I call my dad every Sunday. He's 84 and doesn't typically have much to say, but I listen with both ears whenever he does. This week, he didn't disappoint.
"I don't understand why people ask if you're happy, he began. "What the fuck does that even mean: Are you happy? Yea, I suppose — when I was a kid, and we were going to an amusement park or somethin' — maybe I felt a little 'happy' that day, but was I happy? How am I supposed to know if I'm fucken happy? What the hell kind of question is that anyway: Are you happy? How 'bout this: I don't fucken know, and it's none of your goddamn business if I did."
If you're wondering who was dumb enough to ask MY father this question, join the club. When I asked him, he just laughed and said, "No one. I just figured that's what they were thinkin.'" But the man does have a point. What IS happiness? How do you know if you're truly happy or just momentarily joyful?
The image below, taken the morning of my third "final hearing," six months after filing an emergency motion of contempt — approximately one year from the date my contested divorce (which lasted three years) was final — marks one of the worst days of my life. It was the day I nearly had a nervous breakdown. I may have even punched a wall or two. But hey, at least my outfit was on point.
I'm wearing the same shirt I wore to my daughter's National History Day competition that summer: the event that prompted this photograph. I guess I was hoping a patriotic color scheme might score points with the judge, but that never happened. Instead, I shuffled back home from the courthouse and lay my head down on evidence that never got presented. Then, I proceeded to sob until my eyes turned blue, snapping a photo to commemorate my strength. You see, my attorney never showed up to court that day, said she got "stuck in traffic." It would be another three months before a judge would hear my case.

» **WORK INSTRUCTIONS**:
Translate this sentence from the text about happiness into Spanish: "It was the day I nearly had a nervous breakdown."

» **INFORMATION PROVIDED**:
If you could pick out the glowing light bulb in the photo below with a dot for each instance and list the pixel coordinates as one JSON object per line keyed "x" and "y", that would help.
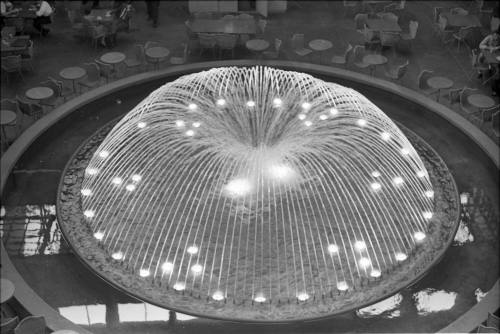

» **WRITTEN ANSWER**:
Fue el día en que casi tuve un ataque de nervios.